▶ Problem to solve
List every abbreviation written entirely in capital letters in the passage on macro volatility below, in the order each first appears.

▶ Passage provided
########

Traditionally, bottom-up investment houses do not pay a lot of attention to ‘macro’ views (the top-down view of macroeconomics and markets). The period following the Global Financial Crisis (GFC) was one of secular stagnation, with macro variables behaving in relatively stable and predictable ways. However, we have seen macro volatility return with a vengeance over the past four years. Since early 2021, we have allocated more research time to facilitate our process becoming more ‘macro aware’. Rather than attempting macro forecasts, we focus on a number of scenarios. Our goal is to assist fund managers to be aware of and comfortable with risks and fund positioning, and to ensure that our portfolios are capable of navigating a wide variety of possible macro outcomes.

The macro environment changed radically after the Covid crisis
The decade after the GFC was well described as a period of secular stagnation with little macroeconomic volatility. For example, the US core CPI (shown below) remained in a narrow 90 basis point range of 1.5% to 2.4% from late 2011 to early 2020. Since early 2021, it became clear to us that the build-up of substantial financial imbalances, combined with global policymaker responses to Covid-19, raised the probability that the world – and the US in particular – had entered a new economic era. This view has proved to be accurate, with macro volatility returning with a vengeance over the last four years.

We have therefore been devoting a larger slice of research efforts to the macro environment since 2021, incorporating more macro insights into our investment process via our Portfolio Review Group (PRG). Our portfolios are unashamedly constructed on a bottom-up basis, but the PRG process is designed to facilitate ‘what if’ questions through (inter alia) stress tests, scenario analyses and factor analyses. This helps to ensure fund managers are fully aware of and comfortable with risks and fund positioning (both on an absolute and a relative basis) in the portfolios that they manage.

Higher macro volatility has been exacerbated by the increase in geopolitical risk and policy uncertainty as the world moves towards a multi-polar power structure. Since President Donald Trump’s inauguration a year ago, the US administration’s policies (not to mention President Trump’s social media postings!) have further amplified volatility.

Macro research, the PSG Asset Management way
A typical ‘top-down’ input into an investment process would be deriving a macro forecast and then optimising portfolio positioning to that forecast. The many 2026 outlooks and macro forecasts cluttering up our readers’ inboxes would be a prime example of this. While some articles review how their 2025 and prior predictions panned out, most don’t. This is for good reason: macro forecasting is hard in any environment, let alone the world we are in now. This is especially true over shorter time frames like one year, where even the most gifted and experienced analysts can be completely wrong.

You can’t ignore macro in today’s world, but forecasting is hard and you’re likely to get it wrong. So how do we practically navigate high macro volatility in our investment process?

########

(Saved data entries)
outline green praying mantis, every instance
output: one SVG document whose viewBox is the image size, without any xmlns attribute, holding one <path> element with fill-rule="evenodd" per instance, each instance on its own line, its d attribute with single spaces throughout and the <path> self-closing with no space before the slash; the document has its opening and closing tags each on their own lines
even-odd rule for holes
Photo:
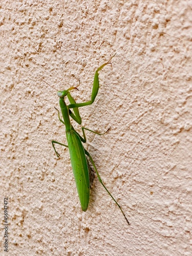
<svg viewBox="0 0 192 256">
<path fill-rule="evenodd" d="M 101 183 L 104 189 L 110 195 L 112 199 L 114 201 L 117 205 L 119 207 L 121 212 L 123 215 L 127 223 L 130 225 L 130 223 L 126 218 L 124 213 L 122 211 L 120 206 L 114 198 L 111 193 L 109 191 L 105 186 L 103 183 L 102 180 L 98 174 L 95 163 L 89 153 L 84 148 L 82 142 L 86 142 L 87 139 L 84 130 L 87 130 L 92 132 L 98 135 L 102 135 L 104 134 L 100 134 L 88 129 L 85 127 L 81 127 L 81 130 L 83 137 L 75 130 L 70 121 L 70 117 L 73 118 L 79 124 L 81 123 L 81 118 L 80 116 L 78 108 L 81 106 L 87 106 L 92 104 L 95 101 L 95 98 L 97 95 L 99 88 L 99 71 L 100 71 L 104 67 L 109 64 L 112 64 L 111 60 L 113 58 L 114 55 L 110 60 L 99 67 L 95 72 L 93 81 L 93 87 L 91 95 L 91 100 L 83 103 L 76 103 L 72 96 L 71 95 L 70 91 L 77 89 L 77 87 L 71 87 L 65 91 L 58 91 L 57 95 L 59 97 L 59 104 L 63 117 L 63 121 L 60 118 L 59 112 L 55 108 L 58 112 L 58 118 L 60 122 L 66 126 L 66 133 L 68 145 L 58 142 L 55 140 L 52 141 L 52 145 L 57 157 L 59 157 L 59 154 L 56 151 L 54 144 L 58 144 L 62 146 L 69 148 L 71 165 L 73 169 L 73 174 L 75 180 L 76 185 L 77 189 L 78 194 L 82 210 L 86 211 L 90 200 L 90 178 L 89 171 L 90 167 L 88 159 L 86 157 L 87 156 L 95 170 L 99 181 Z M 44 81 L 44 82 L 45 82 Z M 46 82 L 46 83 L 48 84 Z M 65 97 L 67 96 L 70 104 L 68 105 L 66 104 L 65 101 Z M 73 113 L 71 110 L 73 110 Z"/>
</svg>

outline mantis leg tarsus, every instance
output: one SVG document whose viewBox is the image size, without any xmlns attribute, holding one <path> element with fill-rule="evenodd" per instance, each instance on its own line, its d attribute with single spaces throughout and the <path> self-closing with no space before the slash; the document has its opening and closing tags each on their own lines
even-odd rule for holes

########

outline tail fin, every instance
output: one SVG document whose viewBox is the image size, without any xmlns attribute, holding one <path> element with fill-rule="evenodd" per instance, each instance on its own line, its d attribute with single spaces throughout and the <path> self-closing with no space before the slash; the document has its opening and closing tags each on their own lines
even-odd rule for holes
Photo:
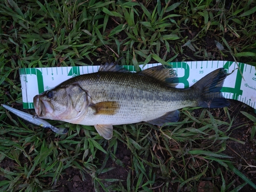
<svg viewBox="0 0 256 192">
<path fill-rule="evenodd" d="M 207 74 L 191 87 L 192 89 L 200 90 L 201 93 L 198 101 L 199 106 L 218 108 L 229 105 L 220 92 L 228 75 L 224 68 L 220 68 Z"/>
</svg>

########

▶ Output
GFC, US, CPI, PRG, PSG